> **What you will do**: Copy exactly the lines of the records below, and only those lines, beginning with the line that contains "Where can the white sign" and ending with the line that contains "Where can the hanging".

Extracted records

-.-.-

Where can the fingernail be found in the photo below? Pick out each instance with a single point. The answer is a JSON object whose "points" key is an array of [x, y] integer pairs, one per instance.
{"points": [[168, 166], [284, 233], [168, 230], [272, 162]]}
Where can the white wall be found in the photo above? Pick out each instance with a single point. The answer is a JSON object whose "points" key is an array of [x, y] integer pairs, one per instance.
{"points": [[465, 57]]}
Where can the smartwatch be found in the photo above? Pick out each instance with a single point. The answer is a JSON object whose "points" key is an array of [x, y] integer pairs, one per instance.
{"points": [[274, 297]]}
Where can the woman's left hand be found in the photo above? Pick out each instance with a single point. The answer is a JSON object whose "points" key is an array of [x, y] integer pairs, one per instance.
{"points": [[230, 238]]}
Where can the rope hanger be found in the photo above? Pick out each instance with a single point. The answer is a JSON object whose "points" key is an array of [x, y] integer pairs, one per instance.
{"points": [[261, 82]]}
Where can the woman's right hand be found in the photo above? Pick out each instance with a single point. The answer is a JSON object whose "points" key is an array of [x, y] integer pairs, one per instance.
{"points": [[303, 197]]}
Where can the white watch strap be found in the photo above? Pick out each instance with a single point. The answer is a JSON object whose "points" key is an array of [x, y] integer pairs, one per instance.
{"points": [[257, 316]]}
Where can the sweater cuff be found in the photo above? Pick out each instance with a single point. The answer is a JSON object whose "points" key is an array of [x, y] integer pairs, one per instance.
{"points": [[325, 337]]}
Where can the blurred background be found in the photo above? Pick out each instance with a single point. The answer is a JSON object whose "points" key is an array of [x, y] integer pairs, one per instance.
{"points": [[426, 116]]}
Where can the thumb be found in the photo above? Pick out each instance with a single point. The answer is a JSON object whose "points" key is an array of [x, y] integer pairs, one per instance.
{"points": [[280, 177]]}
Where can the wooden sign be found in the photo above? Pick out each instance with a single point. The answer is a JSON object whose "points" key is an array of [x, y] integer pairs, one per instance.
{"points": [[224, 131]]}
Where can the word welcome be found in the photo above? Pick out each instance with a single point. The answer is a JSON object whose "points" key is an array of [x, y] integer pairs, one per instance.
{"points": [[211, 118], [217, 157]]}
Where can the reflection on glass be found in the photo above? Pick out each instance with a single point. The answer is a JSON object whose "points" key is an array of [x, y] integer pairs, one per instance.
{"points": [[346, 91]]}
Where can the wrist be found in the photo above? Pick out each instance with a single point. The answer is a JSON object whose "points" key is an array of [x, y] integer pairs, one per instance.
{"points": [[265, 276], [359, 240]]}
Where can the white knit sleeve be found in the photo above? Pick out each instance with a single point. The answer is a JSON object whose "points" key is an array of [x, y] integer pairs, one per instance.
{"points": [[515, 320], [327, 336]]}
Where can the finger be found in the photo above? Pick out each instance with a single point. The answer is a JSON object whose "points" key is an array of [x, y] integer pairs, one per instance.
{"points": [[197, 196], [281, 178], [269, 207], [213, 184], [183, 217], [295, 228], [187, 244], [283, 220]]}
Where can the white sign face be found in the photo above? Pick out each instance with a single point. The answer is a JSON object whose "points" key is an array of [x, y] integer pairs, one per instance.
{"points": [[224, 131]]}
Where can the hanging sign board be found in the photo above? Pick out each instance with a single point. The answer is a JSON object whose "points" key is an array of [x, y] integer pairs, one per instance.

-.-.-

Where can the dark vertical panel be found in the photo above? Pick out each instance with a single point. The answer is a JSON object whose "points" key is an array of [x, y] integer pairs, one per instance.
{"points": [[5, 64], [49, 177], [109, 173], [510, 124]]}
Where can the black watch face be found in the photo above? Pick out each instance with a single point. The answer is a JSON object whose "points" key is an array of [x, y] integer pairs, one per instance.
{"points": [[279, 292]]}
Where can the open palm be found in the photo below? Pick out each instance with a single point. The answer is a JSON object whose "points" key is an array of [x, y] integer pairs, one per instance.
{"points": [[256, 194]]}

-.-.-

> **Result below**:
Where can the white sign face be found in the photo above? Pick out each instance with a single point. The answer is a JSON object whose "points" key is an array of [x, y] integer pairs, one per instance.
{"points": [[224, 131]]}
Where can the hanging sign board be found in the photo above? Pick out each instance with a single point. The answer is a JSON object whose "points" key is an array of [x, y] integer pairs, one per instance.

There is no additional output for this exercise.